▶ [AUSZUG ZUM LESEN]
Baustoffrecycling: Was Österreich uns voraus hat

Während in Deutschland noch immer eine bundeseinheitliche Regelung zum Einsatz von Recyclingbaustoffen aussteht – siehe Mantelverordnung – ist Österreich mit der 2016 in Kraft getretenen und mittlerweile einmal novellierten Recycling-Baustoffverordnung offensichtlich schon weiter.

Recyclingbaustoffe von sichergestellter Güte werden bereits vielfach eingesetzt. Die Alpenrepublik verzeichnet eine rege Bautätigkeit und dadurch einen starken Anstieg der Bau- und Abbruchabfallmengen. Aushubmaterialien, wie sie unter anderem beim Bau der Koralmbahn (voraussichtliche Fertigstellung 2025), des Semmeringtunnels (voraussichtliche Fertigstellung 2027) und des Brennerbasistunnels (voraussichtliche Fertigstellung 2028) in riesigen Mengen anfallen – im Jahr 2017 waren es insgesamt 35 Millionen Tonnen –, finden zunehmend im Straßen-, Garten- und Landschaftsbau Verwendung und landen immer weniger auf Deponien. 2021 wird ein leichter Rückgang bei Bau- und Abbruchabfällen erwartet, während die Anfallmengen bei anderen Abfällen relativ konstant bleiben sollen.

▶ [KURZE AUFGABE 1] Übertrage den Satz „Recyclingbaustoffe von sichergestellter Güte werden bereits vielfach eingesetzt.“ aus dem Text zum Baustoffrecycling ins Englische.
Der Text und die Zeilen haben inhaltlich nichts miteinander zu tun.

[Gespeicherte Einträge aus einer Sammlung]
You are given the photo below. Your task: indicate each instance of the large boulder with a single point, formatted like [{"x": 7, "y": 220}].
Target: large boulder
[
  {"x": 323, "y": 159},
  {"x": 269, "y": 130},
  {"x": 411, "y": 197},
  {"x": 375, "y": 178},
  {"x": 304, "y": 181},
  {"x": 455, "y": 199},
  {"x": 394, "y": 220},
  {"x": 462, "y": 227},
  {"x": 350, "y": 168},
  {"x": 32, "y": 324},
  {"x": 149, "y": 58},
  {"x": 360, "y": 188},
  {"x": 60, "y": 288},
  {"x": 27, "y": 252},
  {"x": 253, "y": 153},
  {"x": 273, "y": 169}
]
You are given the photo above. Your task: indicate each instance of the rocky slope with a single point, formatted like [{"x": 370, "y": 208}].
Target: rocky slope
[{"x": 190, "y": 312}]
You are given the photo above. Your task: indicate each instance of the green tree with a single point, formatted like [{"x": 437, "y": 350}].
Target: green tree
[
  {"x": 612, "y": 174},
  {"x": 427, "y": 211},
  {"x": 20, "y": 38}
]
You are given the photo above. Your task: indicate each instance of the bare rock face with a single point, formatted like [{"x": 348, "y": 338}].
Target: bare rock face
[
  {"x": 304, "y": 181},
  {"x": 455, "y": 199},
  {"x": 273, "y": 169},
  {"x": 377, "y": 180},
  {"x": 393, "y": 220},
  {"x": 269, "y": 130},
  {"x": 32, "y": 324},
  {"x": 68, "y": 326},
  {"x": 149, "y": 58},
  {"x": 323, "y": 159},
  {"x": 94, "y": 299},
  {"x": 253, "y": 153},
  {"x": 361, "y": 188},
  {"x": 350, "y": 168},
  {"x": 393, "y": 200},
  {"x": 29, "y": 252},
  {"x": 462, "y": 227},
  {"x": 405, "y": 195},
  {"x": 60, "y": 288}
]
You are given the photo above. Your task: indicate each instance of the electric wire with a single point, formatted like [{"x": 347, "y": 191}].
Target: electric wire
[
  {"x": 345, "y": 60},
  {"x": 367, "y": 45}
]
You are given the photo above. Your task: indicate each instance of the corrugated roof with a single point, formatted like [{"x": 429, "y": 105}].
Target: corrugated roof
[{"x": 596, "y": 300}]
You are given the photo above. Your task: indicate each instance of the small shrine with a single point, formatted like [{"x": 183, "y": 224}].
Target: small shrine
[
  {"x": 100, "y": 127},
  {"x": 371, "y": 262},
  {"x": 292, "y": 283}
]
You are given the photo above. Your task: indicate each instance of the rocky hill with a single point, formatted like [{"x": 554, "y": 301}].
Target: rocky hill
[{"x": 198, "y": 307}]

▶ [KURZE AUFGABE 2] Schreibe die Zeilen neu, beginnend mit der Zeile, die „of the electric“ enthält, und endend mit der letzten der Zeilen. Ersetze dabei „single point“ durch „single dot“ und lass alles andere unverändert.

▶ [FERTIGE ANTWORT 1] Recycled building materials of assured quality are already widely used.

▶ [FERTIGE ANTWORT 2]
You are given the photo above. Your task: indicate each instance of the electric wire with a single dot, formatted like [{"x": 347, "y": 191}].
Target: electric wire
[
  {"x": 345, "y": 60},
  {"x": 367, "y": 45}
]
You are given the photo above. Your task: indicate each instance of the corrugated roof with a single dot, formatted like [{"x": 429, "y": 105}].
Target: corrugated roof
[{"x": 596, "y": 300}]
You are given the photo above. Your task: indicate each instance of the small shrine with a single dot, formatted like [{"x": 183, "y": 224}].
Target: small shrine
[
  {"x": 100, "y": 127},
  {"x": 371, "y": 262},
  {"x": 292, "y": 283}
]
You are given the photo above. Your task: indicate each instance of the rocky hill with a single dot, formatted like [{"x": 554, "y": 301}].
Target: rocky hill
[{"x": 198, "y": 307}]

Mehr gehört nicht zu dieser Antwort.